Repeat the listing below from its first line up to and including the line with "pixel 511 364".

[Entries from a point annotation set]
============================================================
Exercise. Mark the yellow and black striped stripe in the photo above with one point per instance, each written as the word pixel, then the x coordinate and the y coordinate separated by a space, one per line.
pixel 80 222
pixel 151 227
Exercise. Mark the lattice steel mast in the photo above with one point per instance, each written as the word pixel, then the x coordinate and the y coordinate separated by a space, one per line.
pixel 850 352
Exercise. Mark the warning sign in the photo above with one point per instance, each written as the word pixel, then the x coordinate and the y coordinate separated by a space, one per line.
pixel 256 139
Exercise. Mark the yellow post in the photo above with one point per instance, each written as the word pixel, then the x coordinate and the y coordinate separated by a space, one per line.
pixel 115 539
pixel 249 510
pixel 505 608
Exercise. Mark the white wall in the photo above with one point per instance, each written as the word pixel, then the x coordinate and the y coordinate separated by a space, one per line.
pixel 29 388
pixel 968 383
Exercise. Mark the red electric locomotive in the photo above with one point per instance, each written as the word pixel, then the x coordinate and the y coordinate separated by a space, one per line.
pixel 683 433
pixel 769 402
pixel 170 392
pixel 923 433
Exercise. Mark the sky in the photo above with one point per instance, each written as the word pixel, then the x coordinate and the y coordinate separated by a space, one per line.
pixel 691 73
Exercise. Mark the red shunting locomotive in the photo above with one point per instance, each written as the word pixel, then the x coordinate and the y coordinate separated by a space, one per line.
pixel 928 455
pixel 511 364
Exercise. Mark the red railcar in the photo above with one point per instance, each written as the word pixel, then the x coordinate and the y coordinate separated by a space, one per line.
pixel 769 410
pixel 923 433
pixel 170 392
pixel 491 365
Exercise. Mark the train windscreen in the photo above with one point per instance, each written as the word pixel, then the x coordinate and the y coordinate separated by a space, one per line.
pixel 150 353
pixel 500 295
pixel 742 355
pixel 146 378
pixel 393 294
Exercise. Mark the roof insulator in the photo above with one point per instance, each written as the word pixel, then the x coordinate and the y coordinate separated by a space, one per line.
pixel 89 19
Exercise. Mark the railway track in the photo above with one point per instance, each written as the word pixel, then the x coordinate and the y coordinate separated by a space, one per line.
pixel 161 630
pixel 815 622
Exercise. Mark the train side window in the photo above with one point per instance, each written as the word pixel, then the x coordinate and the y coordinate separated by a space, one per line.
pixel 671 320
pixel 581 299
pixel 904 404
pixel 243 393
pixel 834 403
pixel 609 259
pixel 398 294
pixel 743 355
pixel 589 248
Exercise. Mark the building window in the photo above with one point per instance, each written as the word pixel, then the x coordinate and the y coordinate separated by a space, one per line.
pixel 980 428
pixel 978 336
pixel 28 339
============================================================
RESPONSE FOR THIS EXERCISE
Exercise. Mark the yellow and black striped stripe in the photo above with one point per instance, each written as the word pixel, then the x coordinate and the y coordinate separated by a space, one per line.
pixel 80 222
pixel 151 227
Exercise. Mark the lattice steel mast in the photo above with one point per instance, each written as the word pixel, then the x coordinate and the y coordinate separated by a space, one per line.
pixel 850 352
Exercise. Mark the warning sign in the photo above with one point per instance, each written as the word pixel, then the x coordinate and the y coordinate separated by a space, one per line.
pixel 256 139
Exercise. Mark the yellow post in the photo above with one point per instance, each written as the word pixel, then the x coordinate and the y coordinate separated by a space, one per line.
pixel 115 539
pixel 249 510
pixel 505 608
Exercise. Mark the white wall in the photo above with one point per instance, each written as the word pixel, then the x coordinate and the y coordinate separated by a space, one per line.
pixel 29 388
pixel 968 383
Exercise. Mark the red electric locomotive in the photo above with one point per instance, each written as the word pixel, then the x coordinate and the y coordinate separated by a space, one per line.
pixel 683 433
pixel 769 402
pixel 170 392
pixel 923 433
Exercise. Mark the sky in the photo above with one point per instance, each written as the word pixel, then the x coordinate and the y coordinate separated by a space, one per line.
pixel 691 73
Exercise. Mark the red shunting locomotive in the photo above with one point per instance, each written as the word pixel, then the x coordinate and the y coordinate separated by a space, one per line.
pixel 928 455
pixel 511 364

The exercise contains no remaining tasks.